● **ACTION ITEM**
Going from the line that contains "Question. Point out every instance of the truck grille" to the last line of the material below, repeat every line exactly.

────────────────────

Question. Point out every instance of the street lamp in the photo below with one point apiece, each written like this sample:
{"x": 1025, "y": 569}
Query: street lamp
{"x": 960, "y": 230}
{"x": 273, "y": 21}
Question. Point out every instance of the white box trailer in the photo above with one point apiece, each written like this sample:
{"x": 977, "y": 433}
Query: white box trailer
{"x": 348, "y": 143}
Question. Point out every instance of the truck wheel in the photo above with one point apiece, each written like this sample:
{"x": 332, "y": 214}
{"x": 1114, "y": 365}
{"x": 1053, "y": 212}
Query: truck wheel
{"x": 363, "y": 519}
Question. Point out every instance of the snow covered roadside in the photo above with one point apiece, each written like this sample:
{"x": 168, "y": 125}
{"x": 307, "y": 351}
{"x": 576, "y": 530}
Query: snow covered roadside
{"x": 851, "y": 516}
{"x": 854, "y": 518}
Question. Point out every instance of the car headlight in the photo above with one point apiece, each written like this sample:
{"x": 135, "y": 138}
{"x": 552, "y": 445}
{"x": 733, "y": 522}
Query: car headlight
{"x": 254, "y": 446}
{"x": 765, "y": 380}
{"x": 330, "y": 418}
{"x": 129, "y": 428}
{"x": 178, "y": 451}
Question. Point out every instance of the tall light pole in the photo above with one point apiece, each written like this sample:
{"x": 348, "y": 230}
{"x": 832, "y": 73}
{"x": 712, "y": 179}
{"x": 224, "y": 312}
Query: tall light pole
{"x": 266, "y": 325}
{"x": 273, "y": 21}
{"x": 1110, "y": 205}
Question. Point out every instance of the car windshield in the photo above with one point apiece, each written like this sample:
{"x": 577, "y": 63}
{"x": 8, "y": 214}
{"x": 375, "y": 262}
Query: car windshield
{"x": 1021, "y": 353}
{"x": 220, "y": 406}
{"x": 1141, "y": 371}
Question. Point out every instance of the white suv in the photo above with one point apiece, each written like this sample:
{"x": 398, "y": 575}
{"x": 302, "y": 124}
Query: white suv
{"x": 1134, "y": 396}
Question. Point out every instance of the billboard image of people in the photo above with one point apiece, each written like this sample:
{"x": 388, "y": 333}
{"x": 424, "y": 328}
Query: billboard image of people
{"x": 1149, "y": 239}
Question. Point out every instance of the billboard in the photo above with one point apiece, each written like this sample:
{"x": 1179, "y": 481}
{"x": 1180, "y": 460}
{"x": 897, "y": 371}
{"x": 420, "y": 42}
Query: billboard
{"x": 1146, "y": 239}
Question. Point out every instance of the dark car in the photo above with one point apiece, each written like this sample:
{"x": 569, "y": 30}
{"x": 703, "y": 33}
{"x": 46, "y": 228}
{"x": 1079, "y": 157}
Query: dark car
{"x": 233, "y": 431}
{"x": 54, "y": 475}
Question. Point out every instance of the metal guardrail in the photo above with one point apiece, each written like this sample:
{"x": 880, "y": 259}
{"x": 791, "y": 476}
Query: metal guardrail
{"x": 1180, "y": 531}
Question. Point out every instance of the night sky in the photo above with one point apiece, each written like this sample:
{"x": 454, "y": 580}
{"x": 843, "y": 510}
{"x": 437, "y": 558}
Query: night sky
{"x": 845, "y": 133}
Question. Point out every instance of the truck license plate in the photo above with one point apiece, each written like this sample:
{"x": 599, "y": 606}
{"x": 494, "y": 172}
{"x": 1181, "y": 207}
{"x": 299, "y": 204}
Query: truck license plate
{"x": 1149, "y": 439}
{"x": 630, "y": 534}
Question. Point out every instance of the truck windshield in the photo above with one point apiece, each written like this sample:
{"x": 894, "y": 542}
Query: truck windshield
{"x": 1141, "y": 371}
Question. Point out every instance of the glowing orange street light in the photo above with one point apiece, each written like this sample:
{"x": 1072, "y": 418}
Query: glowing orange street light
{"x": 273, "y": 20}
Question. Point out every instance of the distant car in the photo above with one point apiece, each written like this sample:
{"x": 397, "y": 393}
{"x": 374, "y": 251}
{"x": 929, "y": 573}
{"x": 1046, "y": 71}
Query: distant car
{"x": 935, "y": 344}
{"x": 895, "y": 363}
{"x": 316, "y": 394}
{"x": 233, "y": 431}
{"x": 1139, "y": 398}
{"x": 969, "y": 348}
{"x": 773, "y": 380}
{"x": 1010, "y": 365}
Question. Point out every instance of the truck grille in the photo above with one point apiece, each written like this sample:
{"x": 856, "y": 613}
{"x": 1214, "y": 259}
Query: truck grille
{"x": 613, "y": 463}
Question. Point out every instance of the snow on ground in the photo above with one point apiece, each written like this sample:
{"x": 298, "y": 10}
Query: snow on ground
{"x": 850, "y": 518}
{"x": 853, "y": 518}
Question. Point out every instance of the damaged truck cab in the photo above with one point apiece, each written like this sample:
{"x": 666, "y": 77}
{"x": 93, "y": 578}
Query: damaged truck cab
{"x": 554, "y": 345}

────────────────────

● **RESPONSE AREA**
Question. Point out every instance of the truck grille in the photo above with one point apiece, each written like this sample:
{"x": 856, "y": 613}
{"x": 1214, "y": 259}
Query: truck grille
{"x": 613, "y": 463}
Question. Point out every instance of the snow on ground in the photo above with one point apiece, each written like this sample:
{"x": 298, "y": 10}
Query: snow on ground
{"x": 850, "y": 518}
{"x": 853, "y": 518}
Question. Point out every instance of the damaged truck cab in the photo above with one point apiece, each written like this sample:
{"x": 666, "y": 77}
{"x": 93, "y": 578}
Query: damaged truck cab
{"x": 554, "y": 345}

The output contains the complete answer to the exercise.